Parts of the exercise:
A. Revise the coffee write-up from "NAMING THE CREATION" to "sake of brevity).", swapping "tar pit" for "oil slick".
B. Answer these about the coffee write-up:
(i) How much Batch 3 did Subject 5 add to his coffee?
(ii) How long did Subject 3's crash last?
(iii) How many cups of "Big Island Style" coffee had Subject 4 reportedly drunk that morning?
C. Pick up the coffee write-up where it stops and keep it going.

Text shown:
• • • • •
Subject 2 (Astrophysicist II, Electric Boogaloo) who consumed Batch 3, was similarly unphased.

Subject 3 (The World) had several sips of Batch 3 prior to breakfast with two cups of Baker’s Square coffee and followed it with the remainder of the Batch 3 mug upon return. She entered a state of hyperactivity requiring “walkies” outside, rapid speech, and much bouncing from one foot to another prior to complete burnout and crash for a period of an hour. Full recovery was made within three hours.

Subject 4 (Personal Hawaiian), had 1/4 of a cup of Batch 3 upon arrival at my house, though anectodal evidence suggests she had consumed 3 cups of “Big Island Style” coffee in the morning beforehand. She exhibited hypervigilance, emitting high pitched yelps and squeaks at the slightest noise or startling movement. She too showed the same nervous energy of Subject 3 with similar crash, though not as severe.

Subject 5 (My father) added his 100mL of Batch 3 to his half empty cup of coffee as a top off. No noticable effects. He described the coffee as “good”.

Strangley, both Subjects 3 & 4 reported a sensation of time contraction where four hours of elapsed time seemed to be no more than one hour of subjective time, tops.

NAMING THE CREATION

When Subject 1′s cup of unadulterated was half empty, he grabbed his water bottle and poured the remainder into his clear glass coffee cup. He looks at it and then puts his hand up because He Needs An Adult. He said with concern, “I added water but it didn’t change color.” We all wandered over to peek into the dark heart of his mug. Even diluted to 50% of the original strength, it is still as black, oily, and potentially lethal as a tar pit.

While accurate, this can’t merely be called Scientific Coffee or even Weapons Grade Coffee. My brain went searching for terms that accurately described this creation. While the tar entity that killed Tasha Yar in ST:TNG came to mind, John Carpenter’s “Big Trouble In Little China” is what stuck. This coffee is the Black Blood Of The Earth (or BBotE for the sake of brevity).

REFINING THE TECHNIQUE

Experimentation with fineness of grind led me to attempt Turkish with the reasonable scientific approach that more surface area should improve extraction. Unfortunately, the sediment and thoroughly extracted oils are quite sufficient to completely plug filter paper such that even air has a hard time passing. In the Iteration 2 process, I was squeezing the filter to get every last bit of liquid out, the paper would form these glossy black boils. I like to imagine that if Chlthuloid horrors had acne, it would look like that. With just a bit extra pressure, a fine jet of sludge sprang forth from the eldritch zit, flying several feet across the kitchen, staining all it touched…including skin.
• • • • •
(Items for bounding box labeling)
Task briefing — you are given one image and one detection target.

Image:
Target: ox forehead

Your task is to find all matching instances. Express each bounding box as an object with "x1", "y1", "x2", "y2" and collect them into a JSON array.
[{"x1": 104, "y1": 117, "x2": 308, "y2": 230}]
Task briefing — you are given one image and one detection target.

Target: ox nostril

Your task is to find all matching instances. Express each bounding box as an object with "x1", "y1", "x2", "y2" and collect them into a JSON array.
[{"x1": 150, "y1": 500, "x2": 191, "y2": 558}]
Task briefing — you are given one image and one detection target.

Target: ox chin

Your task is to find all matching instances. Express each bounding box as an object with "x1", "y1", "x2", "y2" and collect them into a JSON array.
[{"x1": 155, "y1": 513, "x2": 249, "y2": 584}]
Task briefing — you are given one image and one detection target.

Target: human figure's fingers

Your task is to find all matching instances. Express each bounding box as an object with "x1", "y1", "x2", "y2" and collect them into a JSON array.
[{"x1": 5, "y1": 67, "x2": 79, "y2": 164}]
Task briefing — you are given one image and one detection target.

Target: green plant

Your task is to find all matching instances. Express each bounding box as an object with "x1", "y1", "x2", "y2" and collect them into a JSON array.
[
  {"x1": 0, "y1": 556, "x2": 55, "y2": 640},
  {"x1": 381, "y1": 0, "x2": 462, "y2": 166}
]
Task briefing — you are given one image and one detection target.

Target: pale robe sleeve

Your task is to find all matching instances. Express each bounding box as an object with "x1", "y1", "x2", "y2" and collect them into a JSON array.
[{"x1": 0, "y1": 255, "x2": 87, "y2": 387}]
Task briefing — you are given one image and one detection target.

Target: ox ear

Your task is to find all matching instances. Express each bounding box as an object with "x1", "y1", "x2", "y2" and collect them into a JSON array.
• • • • •
Written responses:
A.
NAMING THE CREATION

When Subject 1′s cup of unadulterated was half empty, he grabbed his water bottle and poured the remainder into his clear glass coffee cup. He looks at it and then puts his hand up because He Needs An Adult. He said with concern, “I added water but it didn’t change color.” We all wandered over to peek into the dark heart of his mug. Even diluted to 50% of the original strength, it is still as black, oily, and potentially lethal as a oil slick.

While accurate, this can’t merely be called Scientific Coffee or even Weapons Grade Coffee. My brain went searching for terms that accurately described this creation. While the tar entity that killed Tasha Yar in ST:TNG came to mind, John Carpenter’s “Big Trouble In Little China” is what stuck. This coffee is the Black Blood Of The Earth (or BBotE for the sake of brevity).

B.
(i) 100mL
(ii) An hour
(iii) 3 cups

C.
While I initially vowed to never make the black blood with a Turkish grind again, it appears that this was primarily a matter of operator error. Subsequent BBotE batches with the remainder of my Turkish grind, since I wasn’t going to waste it, showed that I just hadn’t found the finesse to handle the extraction of a grind that fine. Live and learn, practice makes perfect, and all that rot. I have also become accustomed to hands perpetually stained by coffee, much like a henna tattoo or the grease ingrained in a car mechanic’s fingers.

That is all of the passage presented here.